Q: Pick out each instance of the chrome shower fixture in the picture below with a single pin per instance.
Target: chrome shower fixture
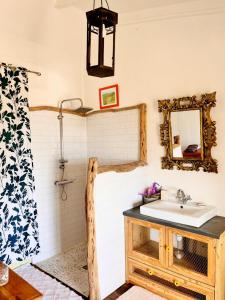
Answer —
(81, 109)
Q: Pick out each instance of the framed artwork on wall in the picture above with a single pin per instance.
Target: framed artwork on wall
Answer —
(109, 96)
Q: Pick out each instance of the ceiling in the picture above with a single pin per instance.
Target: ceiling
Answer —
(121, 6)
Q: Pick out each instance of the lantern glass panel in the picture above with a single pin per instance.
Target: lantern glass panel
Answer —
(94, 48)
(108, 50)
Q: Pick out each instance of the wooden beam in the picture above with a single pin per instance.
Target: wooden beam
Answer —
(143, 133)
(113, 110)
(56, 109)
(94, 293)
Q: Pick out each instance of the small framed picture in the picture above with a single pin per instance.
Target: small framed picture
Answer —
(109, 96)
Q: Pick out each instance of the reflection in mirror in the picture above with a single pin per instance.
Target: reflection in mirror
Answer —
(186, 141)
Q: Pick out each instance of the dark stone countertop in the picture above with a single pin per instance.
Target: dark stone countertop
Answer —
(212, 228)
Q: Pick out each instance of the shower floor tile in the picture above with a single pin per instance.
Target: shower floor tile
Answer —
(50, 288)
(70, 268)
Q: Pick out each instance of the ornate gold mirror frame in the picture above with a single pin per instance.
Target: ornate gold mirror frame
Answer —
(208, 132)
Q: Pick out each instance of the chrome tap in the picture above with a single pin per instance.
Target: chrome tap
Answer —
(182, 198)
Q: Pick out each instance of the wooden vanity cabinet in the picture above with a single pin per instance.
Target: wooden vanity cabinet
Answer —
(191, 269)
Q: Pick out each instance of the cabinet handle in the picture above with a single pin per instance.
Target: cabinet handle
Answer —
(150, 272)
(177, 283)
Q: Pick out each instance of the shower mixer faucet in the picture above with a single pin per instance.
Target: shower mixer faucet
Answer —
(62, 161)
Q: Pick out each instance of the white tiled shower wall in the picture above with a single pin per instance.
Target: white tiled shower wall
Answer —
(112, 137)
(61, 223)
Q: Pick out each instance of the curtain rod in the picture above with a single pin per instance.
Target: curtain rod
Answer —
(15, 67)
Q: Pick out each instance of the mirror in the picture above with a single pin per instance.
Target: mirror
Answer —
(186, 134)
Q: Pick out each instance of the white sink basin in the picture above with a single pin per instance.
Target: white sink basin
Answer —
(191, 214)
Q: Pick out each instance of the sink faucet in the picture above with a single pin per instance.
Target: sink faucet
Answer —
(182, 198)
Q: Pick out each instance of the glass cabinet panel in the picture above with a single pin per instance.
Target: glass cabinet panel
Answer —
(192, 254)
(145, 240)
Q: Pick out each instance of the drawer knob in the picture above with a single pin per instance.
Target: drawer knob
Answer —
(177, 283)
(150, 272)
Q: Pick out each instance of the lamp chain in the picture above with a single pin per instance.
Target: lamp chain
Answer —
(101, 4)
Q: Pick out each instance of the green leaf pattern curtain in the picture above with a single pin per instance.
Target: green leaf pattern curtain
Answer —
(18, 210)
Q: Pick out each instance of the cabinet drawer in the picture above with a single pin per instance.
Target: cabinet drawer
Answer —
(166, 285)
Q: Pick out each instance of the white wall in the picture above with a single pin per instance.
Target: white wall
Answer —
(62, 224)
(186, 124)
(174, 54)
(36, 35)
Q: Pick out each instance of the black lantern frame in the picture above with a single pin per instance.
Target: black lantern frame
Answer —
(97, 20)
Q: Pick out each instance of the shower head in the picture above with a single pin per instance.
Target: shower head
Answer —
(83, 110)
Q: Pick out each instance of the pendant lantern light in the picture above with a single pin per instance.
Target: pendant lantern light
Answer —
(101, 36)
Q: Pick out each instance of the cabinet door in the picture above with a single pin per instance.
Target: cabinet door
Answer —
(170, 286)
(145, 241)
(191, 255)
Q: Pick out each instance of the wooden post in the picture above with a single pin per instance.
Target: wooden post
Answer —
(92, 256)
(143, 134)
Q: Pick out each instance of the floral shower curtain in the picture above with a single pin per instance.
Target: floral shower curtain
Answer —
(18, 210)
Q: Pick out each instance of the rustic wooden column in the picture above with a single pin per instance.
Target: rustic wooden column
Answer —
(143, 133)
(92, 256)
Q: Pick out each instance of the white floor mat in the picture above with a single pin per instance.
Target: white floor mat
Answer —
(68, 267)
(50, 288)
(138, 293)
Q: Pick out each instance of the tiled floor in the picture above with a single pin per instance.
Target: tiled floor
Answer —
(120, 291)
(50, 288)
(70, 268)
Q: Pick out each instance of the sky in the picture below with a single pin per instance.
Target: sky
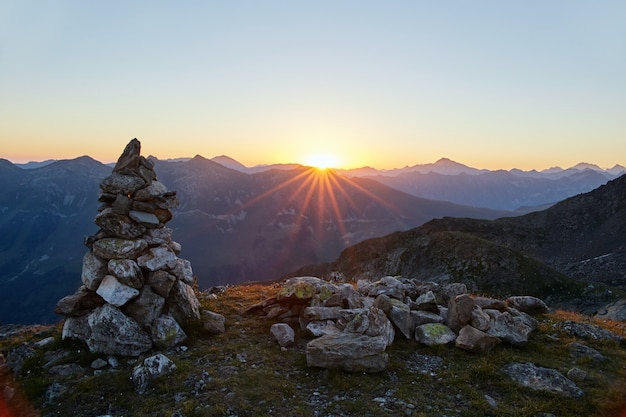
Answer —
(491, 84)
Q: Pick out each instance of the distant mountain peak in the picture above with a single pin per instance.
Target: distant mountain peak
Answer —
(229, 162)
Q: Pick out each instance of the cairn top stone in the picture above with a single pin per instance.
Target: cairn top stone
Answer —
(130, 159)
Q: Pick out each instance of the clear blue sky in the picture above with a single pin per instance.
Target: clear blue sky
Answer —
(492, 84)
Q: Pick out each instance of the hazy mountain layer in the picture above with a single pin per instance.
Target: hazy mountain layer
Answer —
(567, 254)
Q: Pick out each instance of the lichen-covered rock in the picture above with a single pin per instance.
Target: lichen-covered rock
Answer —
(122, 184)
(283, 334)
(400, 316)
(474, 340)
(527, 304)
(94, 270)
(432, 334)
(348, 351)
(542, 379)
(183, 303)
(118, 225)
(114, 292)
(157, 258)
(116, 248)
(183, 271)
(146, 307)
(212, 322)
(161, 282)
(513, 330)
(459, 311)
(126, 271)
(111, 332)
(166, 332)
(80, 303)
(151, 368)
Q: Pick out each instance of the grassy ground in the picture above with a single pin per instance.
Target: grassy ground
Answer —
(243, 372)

================================

Without the pictures, output the full listing exactly as it stands.

Exercise output:
Q: Pick out each instance of the chrome shower fixture in the picture below with a single pin per instance.
Target: chrome shower fixture
Answer —
(81, 109)
Q: Pick out each instance of the framed artwork on wall in the picture above with a single pin per instance.
Target: framed artwork on wall
Answer —
(109, 96)
Q: Pick out each instance of the ceiling in the picture above with a single pin per instance.
Target: ceiling
Answer —
(121, 6)
Q: Pick out each instance of the lantern glass panel in the picture above with a single pin per instance.
Target: lantern glass panel
Answer —
(94, 48)
(108, 50)
Q: Pick out each instance of the wooden beam in the picture above with a single pin per instance.
Target: wooden beam
Answer —
(143, 133)
(113, 110)
(56, 109)
(94, 293)
Q: Pick out each instance of the small framed picture in the picture above with a single pin per instance.
Target: small framed picture
Answer —
(109, 96)
Q: Pick out each instance of the reflection in mirror in the picture above with a single pin per instance.
Target: reflection in mirror
Answer —
(186, 141)
Q: Pick out each instance of the dark stone countertop in the picture above with a single pin per instance.
Target: dark stone countertop
Answer —
(212, 228)
Q: Pick out each instance of the shower floor tile in the picture above with a single pin per instance.
Target: shower floor tile
Answer —
(50, 288)
(70, 268)
Q: Pick out each instance of the ornate gold mirror frame in the picture above with a single pin per instance.
Target: ornate gold mirror frame
Answer —
(208, 132)
Q: Pick out each instance of the chrome tap in the picture above with a single pin per instance.
Target: chrome tap
Answer —
(182, 198)
Q: Pick out each instance of the wooden vanity cabinet in the picture above with a single pin per instance.
Target: wooden vanity cabinet
Answer —
(191, 269)
Q: Pick out each instance of the cabinet handle in the picture above with a single pin per instance.
Target: cabinet handle
Answer —
(150, 272)
(177, 283)
Q: Pick out each instance of the shower mixer faucet in the picture above with a single pin per instance.
Target: shower mixer faucet
Answer —
(62, 161)
Q: Pick out each instance of the white tiled shower wall in the picture above with a single pin per instance.
Target: white tiled shower wall
Answer —
(112, 137)
(61, 223)
Q: Pick out each instance of the curtain rod in the picture above with a single pin per instance.
Target: curtain rod
Answer —
(15, 67)
Q: Pick out each instance of the mirror in the picture above with a single pin per instance.
Target: mirror
Answer —
(186, 134)
Q: Pick out each instance of the white sink basin in the picture above with a single pin per instance.
Target: white sink basin
Answer —
(191, 214)
Q: Pick out each instance of the sink faucet in the picture above with a single pin per instance.
Target: sink faucet
Answer —
(182, 198)
Q: Pick out each instance of the glass cabinet panel in the picture above with a single pin per instance.
Target: glass cabinet panel
Answer —
(192, 254)
(145, 240)
Q: Pick out each instance of the drawer knob in the picture above with a single pin per instance.
Target: drawer knob
Answer —
(177, 283)
(150, 272)
Q: Pick out each instance of the lamp chain in the picture above with a single pin per instance.
Target: lamp chain
Answer —
(101, 4)
Q: Pick out each instance of the green leaf pattern curtain in the picture above with a single pin per instance.
Target: green leaf pattern curtain
Answer —
(18, 210)
Q: Pick out each instance of the cabinet drawer in the picture above with a single pin per instance.
Target: cabinet drawer
Answer —
(166, 285)
Q: Pick out each instance of the white wall in the picture above with a single pin per instance.
Target: white wall
Answer —
(62, 224)
(186, 124)
(174, 54)
(36, 35)
Q: Pick out each instance of the black lantern frame in the picture above with a single pin per instance.
Target: black lantern frame
Answer —
(97, 20)
Q: Pick out each instance of the shower head in the picture above with a single pin per instance.
Target: shower head
Answer —
(83, 110)
Q: Pick out each instance of the pendant lantern light in the picture above with a single pin per instance.
Target: pendant lantern light
Answer —
(101, 36)
Q: Pick out each instance of the cabinet door in the picture above with a single pin per instance.
Target: cabinet door
Answer —
(170, 286)
(145, 241)
(191, 255)
Q: Pick out each instance of the wooden post in the picture above with a single pin per instance.
Target: wooden post
Answer —
(92, 256)
(143, 134)
Q: Pick out each instance of the floral shower curtain in the picture above with a single pin per instance.
Target: floral shower curtain
Answer —
(18, 210)
Q: Pick out each instance of the rustic wooden column in the picture above with a single pin per instance.
Target: rustic wooden column
Answer —
(143, 133)
(92, 256)
Q: Pick out each instance of the white floor mat in the picture above with a single pin per instance.
Target: white floor mat
Answer —
(68, 267)
(50, 288)
(138, 293)
Q: Pick out each instance of the tiled floor in the picture above with a single pin per instance.
Target: tiled floor
Answer —
(120, 291)
(50, 288)
(70, 268)
Q: Pick out each instance of the sky in the picture below with a single pin per instance.
Target: sky
Answer —
(491, 84)
Q: Pick out each instance of the distant mountain peak in the picture above with a single pin per instance.
Target: distant mountain peak
Answer —
(229, 162)
Q: Pick out each instance of the cairn top stone in the picture above with a single pin per instance.
Target: cairn top stone
Answer —
(130, 159)
Q: Pick out each instance of the clear blue sky in the picture above with a single pin per instance.
Target: clear blue sky
Answer —
(492, 84)
Q: Pick out each instance of the hazy mountain layer in the picture above with a single pin per instance.
Target: hazy mountain layer
Answer —
(567, 254)
Q: Pick out each instance of the lichen-covered rock in the picture above with a single pin per instance.
Target: lichen-covered rock
Answer —
(122, 184)
(283, 334)
(400, 316)
(474, 340)
(527, 304)
(94, 270)
(432, 334)
(348, 351)
(542, 379)
(183, 303)
(118, 225)
(114, 292)
(157, 258)
(116, 248)
(183, 271)
(146, 307)
(212, 322)
(161, 282)
(513, 330)
(459, 311)
(126, 271)
(111, 332)
(166, 332)
(80, 303)
(151, 368)
Q: Pick out each instance of the grassy ground in the picture above with a single pin per instance.
Target: grassy ground
Answer —
(243, 372)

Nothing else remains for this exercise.